* _Problem details_:
Set down every entry again word for word, please, but skip the pictures.

|---|

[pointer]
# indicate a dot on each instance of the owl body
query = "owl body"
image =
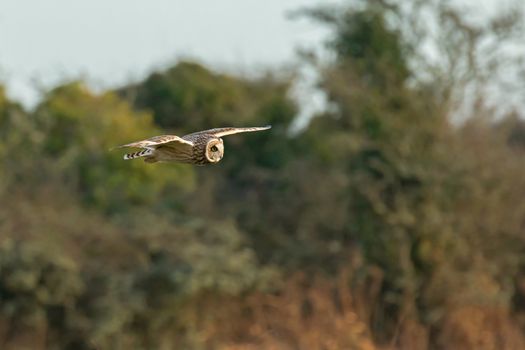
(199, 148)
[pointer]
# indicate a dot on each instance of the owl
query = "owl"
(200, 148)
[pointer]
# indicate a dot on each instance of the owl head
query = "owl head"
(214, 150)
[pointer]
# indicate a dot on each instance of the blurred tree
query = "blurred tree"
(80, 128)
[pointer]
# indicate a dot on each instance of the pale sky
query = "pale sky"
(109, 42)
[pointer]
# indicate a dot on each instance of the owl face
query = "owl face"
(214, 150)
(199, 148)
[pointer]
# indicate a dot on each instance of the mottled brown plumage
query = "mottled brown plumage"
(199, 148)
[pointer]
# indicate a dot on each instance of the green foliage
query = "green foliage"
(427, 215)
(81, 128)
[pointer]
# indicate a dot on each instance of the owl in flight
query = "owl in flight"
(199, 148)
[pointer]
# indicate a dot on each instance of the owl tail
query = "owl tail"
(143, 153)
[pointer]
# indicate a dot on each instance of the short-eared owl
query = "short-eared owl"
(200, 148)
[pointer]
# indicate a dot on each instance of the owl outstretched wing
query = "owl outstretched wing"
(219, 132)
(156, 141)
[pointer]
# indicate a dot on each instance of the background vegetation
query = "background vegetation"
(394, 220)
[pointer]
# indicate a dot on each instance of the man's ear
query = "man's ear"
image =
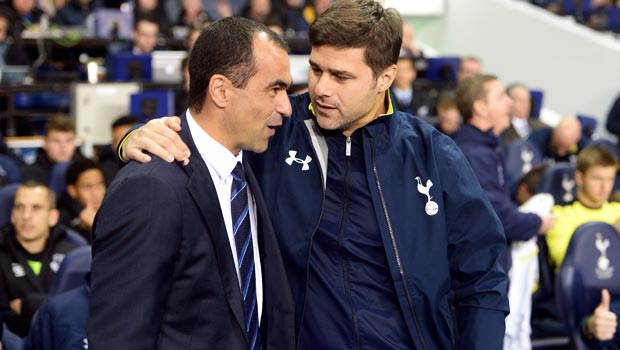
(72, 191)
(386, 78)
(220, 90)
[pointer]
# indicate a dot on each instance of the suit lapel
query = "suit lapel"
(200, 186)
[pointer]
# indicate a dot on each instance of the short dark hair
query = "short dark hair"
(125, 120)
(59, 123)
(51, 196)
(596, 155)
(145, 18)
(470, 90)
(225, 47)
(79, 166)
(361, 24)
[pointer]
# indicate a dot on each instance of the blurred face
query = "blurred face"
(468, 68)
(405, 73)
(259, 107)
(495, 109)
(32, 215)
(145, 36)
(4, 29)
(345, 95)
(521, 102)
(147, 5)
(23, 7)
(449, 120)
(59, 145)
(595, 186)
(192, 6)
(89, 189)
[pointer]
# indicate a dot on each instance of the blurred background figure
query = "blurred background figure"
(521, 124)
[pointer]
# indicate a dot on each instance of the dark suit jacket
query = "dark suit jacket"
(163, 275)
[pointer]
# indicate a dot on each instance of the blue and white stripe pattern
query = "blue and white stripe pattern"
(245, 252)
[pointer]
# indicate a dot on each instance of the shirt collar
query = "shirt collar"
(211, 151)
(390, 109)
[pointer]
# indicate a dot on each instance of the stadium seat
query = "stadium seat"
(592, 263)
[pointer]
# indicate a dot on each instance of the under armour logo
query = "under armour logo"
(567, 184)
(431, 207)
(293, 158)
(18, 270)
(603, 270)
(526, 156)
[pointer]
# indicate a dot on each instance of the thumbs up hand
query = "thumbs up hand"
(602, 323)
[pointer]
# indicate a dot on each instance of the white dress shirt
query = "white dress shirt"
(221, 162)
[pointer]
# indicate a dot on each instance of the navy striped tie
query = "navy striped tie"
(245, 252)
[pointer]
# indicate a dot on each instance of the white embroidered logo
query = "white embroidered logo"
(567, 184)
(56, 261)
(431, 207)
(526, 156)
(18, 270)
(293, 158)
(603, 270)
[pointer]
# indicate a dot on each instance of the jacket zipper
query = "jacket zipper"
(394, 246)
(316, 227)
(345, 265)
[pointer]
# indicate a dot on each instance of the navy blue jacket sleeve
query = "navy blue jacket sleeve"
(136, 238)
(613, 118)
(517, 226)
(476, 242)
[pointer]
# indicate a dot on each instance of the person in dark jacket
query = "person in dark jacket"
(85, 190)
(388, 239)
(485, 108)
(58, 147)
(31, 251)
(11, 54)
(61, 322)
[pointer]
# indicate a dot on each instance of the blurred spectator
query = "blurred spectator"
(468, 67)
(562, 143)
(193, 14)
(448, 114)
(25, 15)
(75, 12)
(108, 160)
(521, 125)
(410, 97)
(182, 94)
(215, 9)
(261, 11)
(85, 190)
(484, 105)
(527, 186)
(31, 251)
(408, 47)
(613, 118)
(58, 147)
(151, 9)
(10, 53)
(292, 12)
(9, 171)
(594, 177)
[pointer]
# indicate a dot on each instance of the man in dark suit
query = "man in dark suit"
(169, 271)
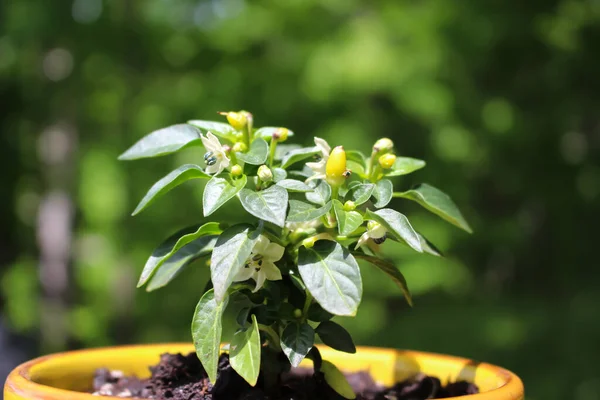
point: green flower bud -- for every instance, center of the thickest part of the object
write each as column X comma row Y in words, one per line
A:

|---|

* _Output for this exercise_:
[pointer]
# indicate a dot on each instance of the owl body
query = "owl body"
image =
(199, 148)
[pointer]
# indicate a dot on each instance of the owl
query = "owl"
(200, 148)
[pointer]
# indicate a dot on each instance of the owl head
query = "owl head"
(214, 150)
[pointer]
# indicate a dot on each instance of the blurred tree
query = "blurred tree"
(80, 128)
[pointer]
# indicate a dot on each instance of the pale sky
query = "pale sky"
(109, 42)
[pointer]
# indicate a dot on each instance of the owl face
query = "owl face"
(214, 150)
(199, 148)
[pointer]
# indicate a dot on each instance of the mottled brown plumage
query = "mottled brown plumage"
(199, 148)
[pointer]
# indicate a dot on each instance of the green foliage
query = "green foliage"
(427, 215)
(81, 128)
[pointer]
# indicate a dot on each instance of the owl in flight
query = "owl in flight"
(199, 148)
[pointer]
# indicate a dot on each instance of the owl tail
query = "owl tail"
(143, 153)
[pointer]
# indicate a dot on each instance of the short-eared owl
query = "short-eared owl"
(200, 148)
[pointer]
# indicate a dot on each instance of the owl outstretched wing
query = "owl outstretched wing"
(219, 132)
(156, 141)
[pointer]
# indicate a dot on each instance of the background vegetation
query = "background vegetation"
(394, 220)
[pointer]
# indicate a dot on each instance of the man's ear
query = "man's ear"
image =
(72, 191)
(386, 78)
(220, 90)
[pointer]
# indicate a dot on each instance of the suit lapel
query = "suit lapel"
(200, 186)
[pointer]
# indicate a dot on each instance of the short dark hair
query = "short dark hair"
(125, 120)
(59, 123)
(51, 196)
(596, 155)
(145, 18)
(470, 90)
(225, 47)
(79, 166)
(361, 24)
[pointer]
# indicate a dot on each instance of the blurred face
query = "blurred face"
(468, 68)
(405, 73)
(259, 107)
(495, 109)
(32, 215)
(145, 36)
(4, 29)
(345, 95)
(521, 102)
(147, 5)
(23, 7)
(449, 120)
(59, 145)
(595, 186)
(192, 6)
(89, 189)
[pointer]
# indicate a dot on each instance of the blurred background figure
query = "blurred background figure"
(521, 124)
[pointer]
# indicate a dot on each instance of the dark suit jacket
query = "dark suit jacket"
(163, 275)
[pointer]
# indicate a dot on each instance of the blue and white stripe pattern
query = "blue and white stripe pattern"
(245, 252)
[pointer]
# indicate a dot on each instance of the shirt collar
query = "shirt collar"
(211, 151)
(390, 109)
[pointer]
# indicate a dot on each instance of the stadium seat
query = "stadium seat"
(592, 263)
[pointer]
# indicate a dot on each instance of the under armour logo
query = "under armour logo"
(567, 184)
(431, 207)
(293, 158)
(18, 270)
(603, 270)
(526, 156)
[pointer]
# indicate a dot on each instance of the thumbs up hand
query = "thumbs up hand"
(602, 323)
[pointer]
# indicate a dot on each instance of the white dress shirt
query = "white dress shirt"
(221, 162)
[pointer]
# indicate a dot on each instance of the navy striped tie
query = "navy striped tie"
(245, 252)
[pointer]
# indicate a dot on each instance of the white embroidered logo
query = "white embroidered logo"
(567, 184)
(56, 261)
(431, 207)
(526, 156)
(18, 270)
(293, 158)
(603, 270)
[pointer]
# indicate a dot on each instance of the jacket zipper
query = "jacket zipper"
(394, 246)
(316, 227)
(345, 265)
[pointer]
# indicate a dot on each instance of the navy blue jacket sleeve
query = "navy blue jacket sleeve"
(136, 238)
(613, 118)
(517, 226)
(476, 242)
[pointer]
# indicate a dot on each instance of the person in dark jacket
query = "person in dark jacket"
(85, 190)
(388, 239)
(485, 108)
(58, 147)
(31, 251)
(11, 54)
(61, 322)
[pointer]
# indicate a dot on each instance of the blurred spectator
query = "blurred spectator"
(468, 67)
(562, 143)
(193, 14)
(448, 114)
(25, 15)
(75, 12)
(108, 160)
(521, 125)
(410, 97)
(182, 94)
(215, 9)
(261, 11)
(85, 190)
(484, 105)
(527, 186)
(31, 251)
(408, 47)
(613, 118)
(58, 147)
(151, 9)
(10, 53)
(292, 12)
(9, 171)
(594, 177)
[pointer]
# indicate a dot on each instance of the man in dark suit
query = "man in dark suit"
(169, 271)
point: green flower bud -- for every instance, center of the thickest part of the object
write each as column X comma row Y in words, one per line
A:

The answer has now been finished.